> **DIRECTIVE 1**
Summarize the passage about a student's exam answer in two sentences.

> **PASSAGE**
· · ·

It was a simple question, I thought. Worth 30 points on an Intermediate Accounting final exam, I was expecting a yes or no answer with appropriate reasoning. Knock my socks off, I asked them.

The rest of the world uses FIFO, but does not permit LIFO.
Should the U.S. continue to use LIFO?

Little was I prepared for one student’s response, “Meh, no.”

I could have handled mais oui (yes, with emphasis) or mais non (no) because I took French in ninth grade. I still remember, “Je ne parle pas Français,” but prefer to say, “Mais, non,” when asked if I speak French.

It might have been better for the student to answer a yes or no type of question with either oui or non, but he didn’t. He responded meh.

Dare I admit I didn’t know what it means? Refusing to admit guilt (hey, the SEC doesn’t require it from crooks paying fines and damages for committing fraud), I asked my colleagues on AECM (e-mail listserv for accounting professors) if they knew what it meant.

No one did, but two looked it up:

Indifference; to be used when one simply does not care.

· · ·

> **DATASET**
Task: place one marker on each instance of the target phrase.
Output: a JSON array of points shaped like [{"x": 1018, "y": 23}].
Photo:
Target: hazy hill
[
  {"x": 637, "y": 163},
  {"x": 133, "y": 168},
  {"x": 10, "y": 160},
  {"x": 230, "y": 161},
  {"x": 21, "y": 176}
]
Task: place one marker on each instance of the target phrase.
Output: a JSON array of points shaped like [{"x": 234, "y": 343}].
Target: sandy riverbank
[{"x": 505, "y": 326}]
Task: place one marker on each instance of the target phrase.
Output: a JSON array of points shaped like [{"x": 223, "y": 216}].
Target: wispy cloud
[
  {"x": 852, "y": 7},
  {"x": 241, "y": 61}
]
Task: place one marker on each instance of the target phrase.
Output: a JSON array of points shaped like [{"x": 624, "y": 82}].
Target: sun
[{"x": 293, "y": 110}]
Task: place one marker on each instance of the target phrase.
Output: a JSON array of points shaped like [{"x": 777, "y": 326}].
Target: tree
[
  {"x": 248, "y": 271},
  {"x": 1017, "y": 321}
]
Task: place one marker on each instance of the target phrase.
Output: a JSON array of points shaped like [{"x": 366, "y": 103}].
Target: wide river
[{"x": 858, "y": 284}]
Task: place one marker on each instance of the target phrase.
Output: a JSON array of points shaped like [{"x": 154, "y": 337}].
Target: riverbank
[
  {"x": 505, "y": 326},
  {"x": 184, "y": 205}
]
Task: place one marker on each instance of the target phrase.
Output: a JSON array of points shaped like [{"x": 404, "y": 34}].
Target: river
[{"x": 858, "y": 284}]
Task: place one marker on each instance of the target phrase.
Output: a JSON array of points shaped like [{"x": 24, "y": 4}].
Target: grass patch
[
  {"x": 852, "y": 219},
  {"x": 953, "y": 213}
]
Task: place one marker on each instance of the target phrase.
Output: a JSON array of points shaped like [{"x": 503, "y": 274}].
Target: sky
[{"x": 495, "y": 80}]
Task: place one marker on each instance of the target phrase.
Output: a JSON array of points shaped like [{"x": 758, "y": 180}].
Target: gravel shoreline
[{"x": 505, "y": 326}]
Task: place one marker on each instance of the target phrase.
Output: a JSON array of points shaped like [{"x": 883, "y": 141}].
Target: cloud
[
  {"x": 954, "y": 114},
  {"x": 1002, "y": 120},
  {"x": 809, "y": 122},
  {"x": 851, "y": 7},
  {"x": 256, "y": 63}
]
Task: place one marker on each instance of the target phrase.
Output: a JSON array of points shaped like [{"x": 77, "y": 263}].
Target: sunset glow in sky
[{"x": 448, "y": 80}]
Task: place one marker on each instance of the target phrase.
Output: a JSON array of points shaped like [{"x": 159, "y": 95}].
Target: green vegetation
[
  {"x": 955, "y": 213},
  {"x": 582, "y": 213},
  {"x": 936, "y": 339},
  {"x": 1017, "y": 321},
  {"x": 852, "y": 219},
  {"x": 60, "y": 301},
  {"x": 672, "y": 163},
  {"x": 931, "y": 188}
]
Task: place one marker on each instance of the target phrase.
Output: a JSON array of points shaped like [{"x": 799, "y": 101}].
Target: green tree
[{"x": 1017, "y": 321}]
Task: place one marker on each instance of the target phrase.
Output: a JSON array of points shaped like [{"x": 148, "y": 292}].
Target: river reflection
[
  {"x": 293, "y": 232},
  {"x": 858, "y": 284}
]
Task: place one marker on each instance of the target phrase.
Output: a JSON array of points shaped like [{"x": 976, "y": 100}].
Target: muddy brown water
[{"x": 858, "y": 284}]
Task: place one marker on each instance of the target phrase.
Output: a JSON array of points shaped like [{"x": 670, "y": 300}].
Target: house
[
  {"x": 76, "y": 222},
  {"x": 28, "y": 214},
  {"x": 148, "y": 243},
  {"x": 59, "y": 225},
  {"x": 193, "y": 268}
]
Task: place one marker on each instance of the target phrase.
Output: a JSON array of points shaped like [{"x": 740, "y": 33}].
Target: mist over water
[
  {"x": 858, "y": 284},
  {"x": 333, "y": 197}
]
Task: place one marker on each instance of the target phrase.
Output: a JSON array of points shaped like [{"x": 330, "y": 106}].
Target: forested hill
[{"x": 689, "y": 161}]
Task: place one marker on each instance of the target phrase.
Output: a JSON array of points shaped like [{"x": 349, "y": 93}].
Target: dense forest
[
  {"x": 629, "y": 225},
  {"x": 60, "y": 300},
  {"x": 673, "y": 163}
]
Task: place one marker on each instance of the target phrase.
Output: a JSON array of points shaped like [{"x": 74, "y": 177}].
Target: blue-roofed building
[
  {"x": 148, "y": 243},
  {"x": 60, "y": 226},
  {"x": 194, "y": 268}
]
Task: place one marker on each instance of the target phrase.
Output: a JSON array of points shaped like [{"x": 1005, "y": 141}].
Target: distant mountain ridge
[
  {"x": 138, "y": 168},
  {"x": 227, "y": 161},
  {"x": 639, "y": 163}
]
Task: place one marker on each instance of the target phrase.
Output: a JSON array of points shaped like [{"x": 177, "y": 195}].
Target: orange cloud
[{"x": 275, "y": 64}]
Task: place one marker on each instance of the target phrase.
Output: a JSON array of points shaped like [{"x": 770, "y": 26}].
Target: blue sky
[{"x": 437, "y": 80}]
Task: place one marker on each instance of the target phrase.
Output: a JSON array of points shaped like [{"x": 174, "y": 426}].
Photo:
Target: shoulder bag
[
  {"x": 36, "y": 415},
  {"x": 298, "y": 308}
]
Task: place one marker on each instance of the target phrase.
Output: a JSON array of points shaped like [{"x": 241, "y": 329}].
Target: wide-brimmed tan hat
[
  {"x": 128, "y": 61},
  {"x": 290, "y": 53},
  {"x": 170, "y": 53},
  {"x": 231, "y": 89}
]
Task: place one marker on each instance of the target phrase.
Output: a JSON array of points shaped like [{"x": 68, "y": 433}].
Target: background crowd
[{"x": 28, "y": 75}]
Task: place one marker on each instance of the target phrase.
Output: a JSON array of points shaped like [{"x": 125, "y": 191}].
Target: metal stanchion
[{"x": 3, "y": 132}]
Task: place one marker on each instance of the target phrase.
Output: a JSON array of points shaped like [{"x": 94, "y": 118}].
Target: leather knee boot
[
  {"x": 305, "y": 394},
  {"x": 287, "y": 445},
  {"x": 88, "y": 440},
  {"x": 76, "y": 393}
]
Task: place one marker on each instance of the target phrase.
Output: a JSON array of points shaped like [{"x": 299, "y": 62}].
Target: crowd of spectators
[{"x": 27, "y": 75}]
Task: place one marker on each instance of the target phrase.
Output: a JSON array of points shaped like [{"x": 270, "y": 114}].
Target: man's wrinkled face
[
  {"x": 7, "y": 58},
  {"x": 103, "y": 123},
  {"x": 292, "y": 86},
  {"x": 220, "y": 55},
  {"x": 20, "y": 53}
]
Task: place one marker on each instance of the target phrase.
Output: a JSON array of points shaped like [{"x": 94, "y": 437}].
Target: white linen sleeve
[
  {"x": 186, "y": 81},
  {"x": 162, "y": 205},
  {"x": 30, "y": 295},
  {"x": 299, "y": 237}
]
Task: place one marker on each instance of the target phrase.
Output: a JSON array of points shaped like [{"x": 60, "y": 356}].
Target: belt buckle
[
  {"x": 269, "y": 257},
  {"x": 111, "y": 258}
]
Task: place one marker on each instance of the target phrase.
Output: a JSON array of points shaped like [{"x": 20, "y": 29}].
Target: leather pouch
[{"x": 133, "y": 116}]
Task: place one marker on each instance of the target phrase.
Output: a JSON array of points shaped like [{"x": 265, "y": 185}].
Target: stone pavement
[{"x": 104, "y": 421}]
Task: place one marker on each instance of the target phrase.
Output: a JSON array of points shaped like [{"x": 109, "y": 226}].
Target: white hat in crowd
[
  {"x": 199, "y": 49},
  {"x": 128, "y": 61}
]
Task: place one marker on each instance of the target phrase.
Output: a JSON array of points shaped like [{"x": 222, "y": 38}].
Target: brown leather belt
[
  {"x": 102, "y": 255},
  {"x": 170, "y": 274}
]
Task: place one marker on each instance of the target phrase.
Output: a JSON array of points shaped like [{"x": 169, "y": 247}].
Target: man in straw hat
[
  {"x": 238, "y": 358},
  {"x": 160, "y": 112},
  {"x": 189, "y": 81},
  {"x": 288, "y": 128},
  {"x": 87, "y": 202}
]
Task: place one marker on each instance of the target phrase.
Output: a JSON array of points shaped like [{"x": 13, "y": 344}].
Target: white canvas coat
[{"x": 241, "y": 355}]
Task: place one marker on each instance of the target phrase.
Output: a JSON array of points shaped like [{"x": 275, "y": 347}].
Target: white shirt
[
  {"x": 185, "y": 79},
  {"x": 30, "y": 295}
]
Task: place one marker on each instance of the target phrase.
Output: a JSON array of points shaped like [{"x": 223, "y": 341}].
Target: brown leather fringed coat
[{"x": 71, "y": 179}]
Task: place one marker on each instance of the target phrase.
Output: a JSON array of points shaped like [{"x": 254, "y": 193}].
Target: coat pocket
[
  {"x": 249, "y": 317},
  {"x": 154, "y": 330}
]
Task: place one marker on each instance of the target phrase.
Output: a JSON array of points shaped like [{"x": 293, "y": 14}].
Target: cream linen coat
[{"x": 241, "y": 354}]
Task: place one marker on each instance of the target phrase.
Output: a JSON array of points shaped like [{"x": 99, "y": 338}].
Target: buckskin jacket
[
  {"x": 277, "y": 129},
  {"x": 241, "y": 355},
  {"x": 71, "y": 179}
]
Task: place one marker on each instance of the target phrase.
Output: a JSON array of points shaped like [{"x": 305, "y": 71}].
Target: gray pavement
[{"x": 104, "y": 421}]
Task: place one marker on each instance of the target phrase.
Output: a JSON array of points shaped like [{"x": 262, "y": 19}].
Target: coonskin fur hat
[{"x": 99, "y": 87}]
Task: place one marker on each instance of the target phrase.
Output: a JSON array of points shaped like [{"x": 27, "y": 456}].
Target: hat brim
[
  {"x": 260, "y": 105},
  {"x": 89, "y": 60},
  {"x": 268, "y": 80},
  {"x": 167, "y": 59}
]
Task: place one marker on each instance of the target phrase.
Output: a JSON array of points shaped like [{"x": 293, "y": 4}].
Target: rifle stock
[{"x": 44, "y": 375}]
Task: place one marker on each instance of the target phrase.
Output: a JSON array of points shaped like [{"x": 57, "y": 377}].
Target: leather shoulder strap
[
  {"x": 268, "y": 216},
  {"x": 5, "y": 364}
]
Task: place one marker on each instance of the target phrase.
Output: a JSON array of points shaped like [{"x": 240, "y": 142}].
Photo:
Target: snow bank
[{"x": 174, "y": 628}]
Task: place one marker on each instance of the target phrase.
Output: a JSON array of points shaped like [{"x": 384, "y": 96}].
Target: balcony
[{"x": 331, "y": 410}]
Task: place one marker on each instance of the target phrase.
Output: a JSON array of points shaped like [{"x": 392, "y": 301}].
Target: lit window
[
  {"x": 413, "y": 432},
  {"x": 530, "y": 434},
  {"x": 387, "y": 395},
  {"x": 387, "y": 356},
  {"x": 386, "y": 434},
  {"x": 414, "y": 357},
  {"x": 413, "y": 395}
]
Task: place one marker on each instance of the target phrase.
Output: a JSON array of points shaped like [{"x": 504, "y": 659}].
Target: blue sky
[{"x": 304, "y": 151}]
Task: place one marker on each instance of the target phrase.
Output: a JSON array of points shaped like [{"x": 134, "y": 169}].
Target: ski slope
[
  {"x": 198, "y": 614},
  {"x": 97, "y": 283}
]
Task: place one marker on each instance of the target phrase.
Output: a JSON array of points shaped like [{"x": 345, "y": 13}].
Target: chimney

· · ·

> **DIRECTIVE 2**
List every line in the rows above that contains the string "leather".

> **REPLY 1**
On an Intermediate Accounting final exam, the writer posed a 30-point question asking whether the U.S. should continue to use LIFO, and one student answered, "Meh, no." Not knowing what "meh" meant, the writer asked colleagues on AECM, an e-mail listserv for accounting professors; none of them knew either, but two looked it up and found that it expresses indifference.

> **REPLY 2**
Target: leather knee boot
Target: leather pouch
Target: brown leather belt
Target: brown leather fringed coat
Target: leather shoulder strap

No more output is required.